INPUT MATERIAL:
+--

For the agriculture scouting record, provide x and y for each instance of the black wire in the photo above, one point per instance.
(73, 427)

+--

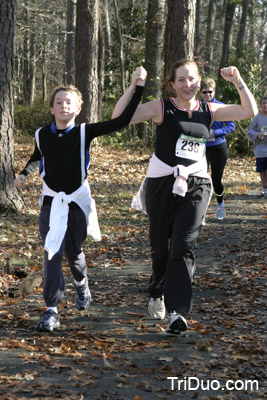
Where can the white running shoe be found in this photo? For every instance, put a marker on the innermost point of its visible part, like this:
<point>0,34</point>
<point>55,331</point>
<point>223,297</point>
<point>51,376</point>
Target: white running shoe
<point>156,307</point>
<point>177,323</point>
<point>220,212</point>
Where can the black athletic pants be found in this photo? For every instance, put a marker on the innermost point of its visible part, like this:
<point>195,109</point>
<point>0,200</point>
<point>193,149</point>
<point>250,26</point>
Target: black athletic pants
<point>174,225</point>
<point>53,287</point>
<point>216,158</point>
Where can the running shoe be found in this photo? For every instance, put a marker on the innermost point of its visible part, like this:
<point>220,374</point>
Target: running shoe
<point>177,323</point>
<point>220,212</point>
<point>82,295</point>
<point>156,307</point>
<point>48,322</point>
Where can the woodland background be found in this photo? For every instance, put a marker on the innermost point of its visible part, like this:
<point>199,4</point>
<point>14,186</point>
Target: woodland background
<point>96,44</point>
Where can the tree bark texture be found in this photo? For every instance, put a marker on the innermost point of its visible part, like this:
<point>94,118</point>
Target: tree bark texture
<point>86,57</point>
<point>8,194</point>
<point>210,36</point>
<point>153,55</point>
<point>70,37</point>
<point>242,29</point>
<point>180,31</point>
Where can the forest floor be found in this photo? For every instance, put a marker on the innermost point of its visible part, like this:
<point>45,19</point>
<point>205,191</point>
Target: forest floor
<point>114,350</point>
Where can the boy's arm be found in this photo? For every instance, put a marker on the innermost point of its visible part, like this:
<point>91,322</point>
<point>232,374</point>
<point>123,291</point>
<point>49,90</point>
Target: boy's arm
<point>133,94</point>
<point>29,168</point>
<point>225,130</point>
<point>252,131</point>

+--

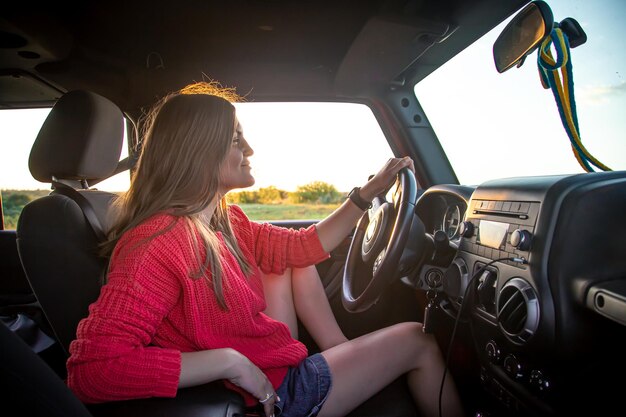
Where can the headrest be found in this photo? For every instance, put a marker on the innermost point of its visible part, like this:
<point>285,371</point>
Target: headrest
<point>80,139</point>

+--

WHAT THE TASK ASKS:
Please reproduce, exactly as they appear above, the lines from the line containing "<point>0,200</point>" up to and including the line containing "Where can the running".

RESPONSE BOX:
<point>0,200</point>
<point>193,149</point>
<point>250,26</point>
Target: black athletic pants
<point>174,225</point>
<point>53,287</point>
<point>216,158</point>
Where can the running shoe be found in this photo? For every instance, put a marker on the innermost point of its visible part, like this:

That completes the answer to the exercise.